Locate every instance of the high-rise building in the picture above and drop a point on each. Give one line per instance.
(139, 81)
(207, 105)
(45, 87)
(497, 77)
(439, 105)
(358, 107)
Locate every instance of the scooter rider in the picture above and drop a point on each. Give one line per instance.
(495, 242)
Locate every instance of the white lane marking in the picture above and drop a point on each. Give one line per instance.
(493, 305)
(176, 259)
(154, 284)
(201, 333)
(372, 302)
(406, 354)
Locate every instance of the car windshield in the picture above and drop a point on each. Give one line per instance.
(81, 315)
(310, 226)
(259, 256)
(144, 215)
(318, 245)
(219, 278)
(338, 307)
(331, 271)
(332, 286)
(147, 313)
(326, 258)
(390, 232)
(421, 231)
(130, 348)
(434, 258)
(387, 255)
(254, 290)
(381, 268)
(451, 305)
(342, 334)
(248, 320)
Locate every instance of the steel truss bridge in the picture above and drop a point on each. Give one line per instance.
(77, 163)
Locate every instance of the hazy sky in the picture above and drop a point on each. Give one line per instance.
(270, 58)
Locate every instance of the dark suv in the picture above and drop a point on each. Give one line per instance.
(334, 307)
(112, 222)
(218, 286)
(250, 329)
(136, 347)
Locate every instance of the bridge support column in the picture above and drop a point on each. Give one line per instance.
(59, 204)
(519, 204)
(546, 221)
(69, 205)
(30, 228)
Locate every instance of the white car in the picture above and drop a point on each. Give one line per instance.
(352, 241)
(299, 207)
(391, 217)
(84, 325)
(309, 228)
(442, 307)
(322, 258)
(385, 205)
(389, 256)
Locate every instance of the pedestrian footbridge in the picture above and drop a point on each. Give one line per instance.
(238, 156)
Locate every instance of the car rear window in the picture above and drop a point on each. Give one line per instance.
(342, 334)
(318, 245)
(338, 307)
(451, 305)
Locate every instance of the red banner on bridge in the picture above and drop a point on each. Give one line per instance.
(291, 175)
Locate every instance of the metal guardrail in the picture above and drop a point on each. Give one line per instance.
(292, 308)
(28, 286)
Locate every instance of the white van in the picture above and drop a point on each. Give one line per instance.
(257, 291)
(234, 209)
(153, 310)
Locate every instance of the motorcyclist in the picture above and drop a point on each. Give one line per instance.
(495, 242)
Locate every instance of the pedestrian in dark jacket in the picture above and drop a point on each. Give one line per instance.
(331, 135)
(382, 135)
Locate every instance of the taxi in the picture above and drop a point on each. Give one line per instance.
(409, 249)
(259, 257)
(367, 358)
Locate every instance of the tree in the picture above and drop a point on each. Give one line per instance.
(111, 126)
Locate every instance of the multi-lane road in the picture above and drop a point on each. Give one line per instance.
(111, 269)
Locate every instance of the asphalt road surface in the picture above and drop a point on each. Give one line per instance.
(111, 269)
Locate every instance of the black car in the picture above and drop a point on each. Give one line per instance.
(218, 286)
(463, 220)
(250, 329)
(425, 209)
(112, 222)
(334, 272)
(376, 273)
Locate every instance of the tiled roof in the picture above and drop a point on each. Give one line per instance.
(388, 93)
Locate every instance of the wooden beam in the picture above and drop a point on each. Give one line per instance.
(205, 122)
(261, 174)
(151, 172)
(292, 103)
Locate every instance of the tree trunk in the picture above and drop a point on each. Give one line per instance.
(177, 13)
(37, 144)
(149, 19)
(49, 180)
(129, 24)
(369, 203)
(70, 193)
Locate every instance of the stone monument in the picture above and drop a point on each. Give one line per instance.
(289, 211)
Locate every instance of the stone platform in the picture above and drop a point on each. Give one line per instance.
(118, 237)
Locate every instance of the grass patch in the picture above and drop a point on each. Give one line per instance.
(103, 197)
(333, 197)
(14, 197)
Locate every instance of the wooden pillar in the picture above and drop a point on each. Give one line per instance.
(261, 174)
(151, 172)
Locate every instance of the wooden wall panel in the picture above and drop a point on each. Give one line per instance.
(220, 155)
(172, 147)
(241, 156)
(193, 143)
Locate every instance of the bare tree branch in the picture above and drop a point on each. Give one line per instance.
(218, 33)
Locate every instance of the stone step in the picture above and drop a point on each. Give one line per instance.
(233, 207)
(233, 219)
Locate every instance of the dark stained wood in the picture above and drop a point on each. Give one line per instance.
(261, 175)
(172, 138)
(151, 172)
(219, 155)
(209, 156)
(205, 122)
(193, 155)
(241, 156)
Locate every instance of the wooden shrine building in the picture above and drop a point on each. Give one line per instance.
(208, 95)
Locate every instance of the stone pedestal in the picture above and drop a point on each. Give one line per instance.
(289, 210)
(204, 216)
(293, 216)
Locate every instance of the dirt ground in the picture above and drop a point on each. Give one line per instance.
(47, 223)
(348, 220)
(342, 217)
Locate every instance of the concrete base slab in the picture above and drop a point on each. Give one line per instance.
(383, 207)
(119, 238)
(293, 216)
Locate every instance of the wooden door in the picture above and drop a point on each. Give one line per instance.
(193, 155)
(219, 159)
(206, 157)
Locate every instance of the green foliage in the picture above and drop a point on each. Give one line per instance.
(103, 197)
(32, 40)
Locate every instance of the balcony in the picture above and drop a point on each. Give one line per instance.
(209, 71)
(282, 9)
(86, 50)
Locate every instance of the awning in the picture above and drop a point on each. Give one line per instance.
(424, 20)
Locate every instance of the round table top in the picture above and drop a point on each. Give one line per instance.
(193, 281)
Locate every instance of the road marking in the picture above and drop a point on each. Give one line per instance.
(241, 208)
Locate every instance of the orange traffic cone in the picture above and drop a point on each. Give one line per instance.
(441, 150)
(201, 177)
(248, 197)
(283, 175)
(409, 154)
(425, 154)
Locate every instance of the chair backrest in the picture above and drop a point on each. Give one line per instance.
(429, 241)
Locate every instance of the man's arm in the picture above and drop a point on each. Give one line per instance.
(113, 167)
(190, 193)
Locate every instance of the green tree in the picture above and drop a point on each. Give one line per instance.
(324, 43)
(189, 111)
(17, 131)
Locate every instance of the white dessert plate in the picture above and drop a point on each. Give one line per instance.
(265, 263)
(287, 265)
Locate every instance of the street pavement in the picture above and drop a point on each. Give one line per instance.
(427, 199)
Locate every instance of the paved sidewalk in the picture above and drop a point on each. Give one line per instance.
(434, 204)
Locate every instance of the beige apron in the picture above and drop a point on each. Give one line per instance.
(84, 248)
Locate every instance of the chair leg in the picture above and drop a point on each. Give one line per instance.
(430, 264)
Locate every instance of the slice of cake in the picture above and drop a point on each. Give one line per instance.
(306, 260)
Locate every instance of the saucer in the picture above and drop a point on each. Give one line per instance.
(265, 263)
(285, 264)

■ REQUIREMENT ■
Every entry should be output exactly as written, please.

■ SOLUTION FOR THIS EXERCISE ■
Locate every instance of the high-rise building in the picture above and drop a point on each. Give one line per instance.
(139, 81)
(207, 105)
(45, 87)
(497, 77)
(439, 105)
(358, 107)
Locate every instance of the scooter rider in the picture above and drop a point on each. Give one line per instance.
(495, 242)
Locate every instance of the white lane marking in the picture above and drop a point on each. Give one line per instance.
(493, 305)
(176, 259)
(154, 284)
(201, 333)
(372, 302)
(406, 354)
Locate every instance of the car windshield in the picture above and drop a point on each. Give one line per instance.
(81, 315)
(310, 226)
(259, 256)
(144, 215)
(318, 245)
(219, 278)
(338, 307)
(331, 271)
(332, 286)
(147, 313)
(326, 258)
(390, 232)
(421, 231)
(130, 348)
(434, 258)
(387, 255)
(254, 290)
(381, 268)
(451, 305)
(342, 334)
(248, 320)
Locate every instance of the steel truss bridge in the picture above and drop a point on each. Give one line per instance.
(77, 163)
Locate every instance of the hazy sky in the picture above and drop a point on each. Give one line per instance.
(270, 58)
Locate every instance of the dark suv in the picture above and drop a point on each. Give one line per instance.
(334, 307)
(112, 222)
(218, 286)
(250, 329)
(136, 347)
Locate every instance of the bridge support column in the picture above and drop a point on each. Give one line per instance.
(59, 204)
(519, 204)
(546, 221)
(69, 205)
(30, 228)
Locate every instance of the white car in the picture above and drop a point on each. Give one line per instance.
(352, 241)
(299, 207)
(391, 217)
(84, 325)
(309, 228)
(442, 307)
(322, 258)
(385, 205)
(389, 256)
Locate every instance of the pedestrian footbridge in the picture above and drop a point on each. Give one line per instance.
(238, 156)
Locate every instance of the car rear window in the picture above and drop a point on each. Give one line per instance.
(342, 334)
(318, 245)
(338, 307)
(451, 305)
Locate every instance of the red banner on bridge in the picture above and drop a point on each. Give one line per instance.
(291, 175)
Locate every instance of the metal guardrail in the picture above and drop a point on each. Give one line per instance.
(292, 308)
(28, 286)
Locate every instance of the white van in the picture above and drop a point on each. Give one line per instance.
(257, 291)
(234, 209)
(153, 310)
Locate every instance of the motorcyclist in the picture above and drop a point on each. Give one line per instance.
(495, 242)
Locate every instance of the pedestrian in dark jacket in the picture above and drop a point on each. Give one line per instance.
(331, 135)
(382, 135)
Locate every instance of the taxi in the picture above and drop a point on each. Give one line per instance.
(409, 249)
(259, 257)
(367, 358)
Locate every instance of the tree in the picture above and drop a point on each. Give one line per instance.
(111, 126)
Locate every instance of the multi-lane road in the picture above and drop a point on each. Give one line per instance.
(111, 269)
Locate every instance of the asphalt road surface in the picture above and drop a point on each. Give one line per instance.
(111, 269)
Locate every instance of the black car in the picture above and drop a point on each. Give one line per instance.
(218, 286)
(463, 220)
(250, 329)
(425, 209)
(112, 222)
(334, 272)
(376, 273)
Locate every instance of the tiled roof in the picture above and drop a point on each. Give one line per instance.
(388, 93)
Locate every instance of the wooden beam in the picture above and drop a point on each. Give one line per instance.
(205, 122)
(261, 174)
(151, 172)
(292, 103)
Locate every instance of the tree trunk in the picture above and drop a point on each. Give one line per instance.
(177, 13)
(37, 144)
(149, 19)
(49, 180)
(129, 24)
(369, 203)
(70, 193)
Locate every instance of the stone monument in the picture above and drop a point on each. Give one line per instance.
(289, 211)
Locate every instance of the stone platform in the picture above and drop a point on each. Give one line per instance.
(118, 237)
Locate every instance of the grass patch in the picture above and drop a point on each. Give one line per instance.
(103, 197)
(333, 197)
(14, 197)
Locate every instance of the wooden pillar in the picture above and drop a point on each. Give one line per instance.
(261, 174)
(151, 172)
Locate every instance of the wooden wall panel in the picture above and drop a point on each. Give one line per instance.
(220, 155)
(172, 147)
(241, 156)
(193, 143)
Locate every instance of the bare tree branch in the picture above and drop a point on each. Give one line per instance.
(218, 33)
Locate every instance of the stone step in the picture above and drop a point on each. Give one line per instance.
(233, 207)
(233, 219)
Locate every instance of the dark stained wood in the picture above and drop a point on each. Give one line per instance.
(261, 175)
(172, 138)
(151, 172)
(219, 155)
(209, 156)
(205, 122)
(193, 155)
(241, 156)
Locate every instance of the wooden shrine building in the picture above and drop a point on each. Give one line per instance.
(208, 95)
Locate every instance of the stone pedestal in the picture above and drop a point on each. Give one line per instance.
(289, 210)
(204, 216)
(293, 216)
Locate every instance of the dirt ground in the picture above and drop a point on each. Give one line per instance.
(47, 223)
(348, 220)
(342, 217)
Locate every instance of the concrete base slab in the picture above and drop a point on each. Give one line per instance.
(383, 207)
(119, 238)
(293, 216)
Locate every instance of the wooden door in the picture above and drop a point on each. Give one line per instance.
(193, 155)
(219, 159)
(206, 157)
Locate every instance of the green foliage in the picture above and drop a point on each. Give one line per instance.
(103, 197)
(32, 40)
Locate every instance of the balcony in the picture above and drop a point on each. Give one line per instance.
(209, 71)
(282, 9)
(86, 50)
Locate every instance of the awning in the picture above and drop a point on each. Give one line per instance.
(424, 20)
Locate every instance of the round table top in the picture above and drop a point on each. Give one line per instance.
(193, 281)
Locate every instance of the road marking in the picture above and drop a point on each. Give one line per instance.
(241, 208)
Locate every instance of the orange traffic cone in the picture above and drop a point on each. Give one line per instance.
(441, 150)
(201, 177)
(248, 197)
(283, 175)
(409, 154)
(425, 154)
Locate every instance of the chair backrest in the picture above and drop a point on each. Give one line per instance.
(429, 241)
Locate every instance of the man's arm in the picture above and drop a point on each. Give one line per instance.
(113, 167)
(190, 193)
Locate every instance of the green tree in the picture above and drop a point on each. Give one line per instance.
(324, 43)
(189, 111)
(17, 131)
Locate every instance of the white dessert plate in the picture above and drop a point on each. Give one line per instance.
(265, 263)
(287, 265)
Locate every instance of the street pavement in the picture above and drop a point on each. Give one line per instance.
(427, 199)
Locate every instance of the paved sidewalk in the picture above and drop a point on each. Give one line per instance.
(434, 204)
Locate every instance of the beige apron in the picture above and drop a point on each. Give one line per instance.
(84, 248)
Locate every instance of the chair leg in the picture above and drop a point on each. Give one line per instance.
(430, 264)
Locate every instance of the slice of cake in the picture above and drop a point on each. Give one line per instance.
(306, 260)
Locate every instance of the saucer in the picture above and drop a point on each. Give one line per instance.
(265, 263)
(285, 264)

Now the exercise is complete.